PROBLEM
For the data below, give again exactly the lines from the one containing "Target: trx suspension strap" through the one containing "Could you point out the window in", both ends included, and no others.

GIVEN RECORDS START

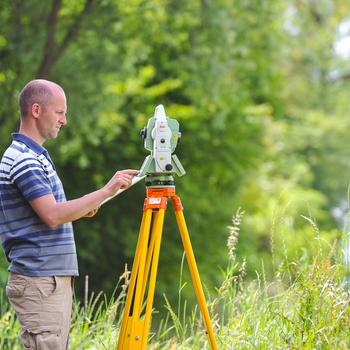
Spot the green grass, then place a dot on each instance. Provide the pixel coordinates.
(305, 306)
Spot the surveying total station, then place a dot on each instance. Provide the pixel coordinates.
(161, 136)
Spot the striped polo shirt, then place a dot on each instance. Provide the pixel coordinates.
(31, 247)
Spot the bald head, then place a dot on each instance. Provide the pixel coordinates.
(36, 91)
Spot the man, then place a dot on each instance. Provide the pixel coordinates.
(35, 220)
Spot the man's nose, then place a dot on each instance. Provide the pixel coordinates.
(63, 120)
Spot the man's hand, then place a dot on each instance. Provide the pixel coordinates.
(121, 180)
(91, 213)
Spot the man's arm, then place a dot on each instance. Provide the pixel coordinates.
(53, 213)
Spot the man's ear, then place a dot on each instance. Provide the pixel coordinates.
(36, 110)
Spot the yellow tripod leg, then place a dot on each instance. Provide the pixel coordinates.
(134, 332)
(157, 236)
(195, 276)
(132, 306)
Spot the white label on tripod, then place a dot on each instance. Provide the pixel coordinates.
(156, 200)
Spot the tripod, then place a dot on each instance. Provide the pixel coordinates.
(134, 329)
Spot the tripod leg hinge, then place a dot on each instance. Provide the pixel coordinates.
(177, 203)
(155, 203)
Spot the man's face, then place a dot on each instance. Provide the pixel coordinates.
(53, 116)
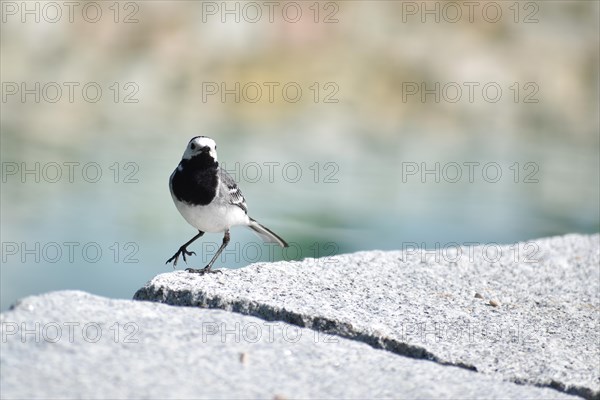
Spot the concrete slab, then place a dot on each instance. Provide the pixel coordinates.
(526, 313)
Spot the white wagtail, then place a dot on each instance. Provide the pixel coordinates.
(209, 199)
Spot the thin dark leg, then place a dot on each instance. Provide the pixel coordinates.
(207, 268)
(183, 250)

GIVEN RECORDS END
GIVEN RECORDS START

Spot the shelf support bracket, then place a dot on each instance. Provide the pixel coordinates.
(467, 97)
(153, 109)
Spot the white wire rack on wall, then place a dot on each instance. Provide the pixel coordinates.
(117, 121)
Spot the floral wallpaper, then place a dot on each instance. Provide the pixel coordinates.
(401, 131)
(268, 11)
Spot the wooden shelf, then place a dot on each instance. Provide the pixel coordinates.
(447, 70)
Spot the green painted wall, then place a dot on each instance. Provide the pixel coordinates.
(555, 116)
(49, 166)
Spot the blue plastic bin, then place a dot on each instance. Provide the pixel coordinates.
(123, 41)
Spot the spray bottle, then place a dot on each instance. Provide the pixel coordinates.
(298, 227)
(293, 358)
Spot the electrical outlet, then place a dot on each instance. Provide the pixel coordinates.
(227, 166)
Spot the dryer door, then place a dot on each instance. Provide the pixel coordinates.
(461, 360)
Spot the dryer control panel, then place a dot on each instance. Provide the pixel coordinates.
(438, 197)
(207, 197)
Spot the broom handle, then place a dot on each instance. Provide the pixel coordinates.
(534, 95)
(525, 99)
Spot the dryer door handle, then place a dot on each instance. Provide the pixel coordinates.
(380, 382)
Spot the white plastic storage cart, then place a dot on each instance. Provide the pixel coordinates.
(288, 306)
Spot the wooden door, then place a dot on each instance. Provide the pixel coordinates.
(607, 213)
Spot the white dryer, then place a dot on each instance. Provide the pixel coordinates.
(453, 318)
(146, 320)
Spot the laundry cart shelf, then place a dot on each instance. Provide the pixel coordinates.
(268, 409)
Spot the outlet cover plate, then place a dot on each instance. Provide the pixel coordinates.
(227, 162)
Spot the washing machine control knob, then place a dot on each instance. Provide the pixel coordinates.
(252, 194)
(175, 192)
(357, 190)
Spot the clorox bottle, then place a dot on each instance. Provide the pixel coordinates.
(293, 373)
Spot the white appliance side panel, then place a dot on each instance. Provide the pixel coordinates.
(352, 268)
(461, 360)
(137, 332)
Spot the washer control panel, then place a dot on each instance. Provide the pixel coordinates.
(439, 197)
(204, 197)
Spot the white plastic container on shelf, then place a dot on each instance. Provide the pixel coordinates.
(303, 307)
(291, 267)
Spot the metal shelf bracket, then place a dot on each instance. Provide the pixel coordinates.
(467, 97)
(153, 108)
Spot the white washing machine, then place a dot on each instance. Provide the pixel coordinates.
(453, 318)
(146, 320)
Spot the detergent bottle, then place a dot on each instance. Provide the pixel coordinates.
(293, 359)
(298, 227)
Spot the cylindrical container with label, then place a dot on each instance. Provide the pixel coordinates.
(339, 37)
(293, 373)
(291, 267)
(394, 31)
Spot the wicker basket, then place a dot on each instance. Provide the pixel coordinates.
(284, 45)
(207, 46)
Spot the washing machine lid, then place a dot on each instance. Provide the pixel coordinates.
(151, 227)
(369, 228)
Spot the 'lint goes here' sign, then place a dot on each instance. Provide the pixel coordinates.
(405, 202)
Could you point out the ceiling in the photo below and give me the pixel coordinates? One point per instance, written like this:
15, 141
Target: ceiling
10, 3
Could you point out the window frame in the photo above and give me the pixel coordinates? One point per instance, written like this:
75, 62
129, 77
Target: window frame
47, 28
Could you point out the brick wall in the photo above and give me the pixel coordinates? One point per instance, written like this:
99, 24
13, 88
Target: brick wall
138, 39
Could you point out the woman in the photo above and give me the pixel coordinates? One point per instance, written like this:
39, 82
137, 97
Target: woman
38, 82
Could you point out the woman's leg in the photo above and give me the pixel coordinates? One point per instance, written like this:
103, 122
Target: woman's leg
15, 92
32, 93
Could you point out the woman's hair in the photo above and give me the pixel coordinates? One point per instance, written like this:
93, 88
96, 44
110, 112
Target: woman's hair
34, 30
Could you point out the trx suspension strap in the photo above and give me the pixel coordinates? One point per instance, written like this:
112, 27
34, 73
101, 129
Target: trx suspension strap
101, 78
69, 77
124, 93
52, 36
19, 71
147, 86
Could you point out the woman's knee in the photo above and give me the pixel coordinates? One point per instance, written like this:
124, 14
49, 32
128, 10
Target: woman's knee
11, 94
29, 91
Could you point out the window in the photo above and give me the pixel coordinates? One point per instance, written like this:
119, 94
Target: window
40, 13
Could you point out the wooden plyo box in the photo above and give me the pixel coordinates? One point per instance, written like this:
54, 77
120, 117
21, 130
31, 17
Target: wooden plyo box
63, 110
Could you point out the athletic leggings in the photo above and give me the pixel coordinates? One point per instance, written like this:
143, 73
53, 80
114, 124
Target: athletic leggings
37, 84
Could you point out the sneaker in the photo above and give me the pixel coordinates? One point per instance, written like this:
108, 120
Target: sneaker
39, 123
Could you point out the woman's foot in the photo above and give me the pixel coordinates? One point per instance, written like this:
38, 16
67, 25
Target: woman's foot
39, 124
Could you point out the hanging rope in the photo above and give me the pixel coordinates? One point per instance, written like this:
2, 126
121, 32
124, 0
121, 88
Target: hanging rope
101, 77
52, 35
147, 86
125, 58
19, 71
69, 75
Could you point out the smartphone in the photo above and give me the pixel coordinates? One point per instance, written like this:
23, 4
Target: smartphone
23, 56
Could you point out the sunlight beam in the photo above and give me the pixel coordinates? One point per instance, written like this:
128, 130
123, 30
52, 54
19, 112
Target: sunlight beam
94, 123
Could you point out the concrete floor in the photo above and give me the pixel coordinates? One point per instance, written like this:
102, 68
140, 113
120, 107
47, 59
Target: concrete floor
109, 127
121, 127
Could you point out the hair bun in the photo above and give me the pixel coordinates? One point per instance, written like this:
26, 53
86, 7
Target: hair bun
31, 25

GIVEN RECORDS END

EXERCISE RESULT
Target: trx suspension strap
101, 78
69, 77
124, 93
52, 36
19, 71
147, 86
Could you point out the woman's knee in the photo above and give me the pixel coordinates? One point per instance, written like this:
124, 14
49, 32
128, 10
Target: woman's knee
11, 94
29, 91
Could you point out the window in the photo above and give me the pixel coordinates? One point per instance, written like this:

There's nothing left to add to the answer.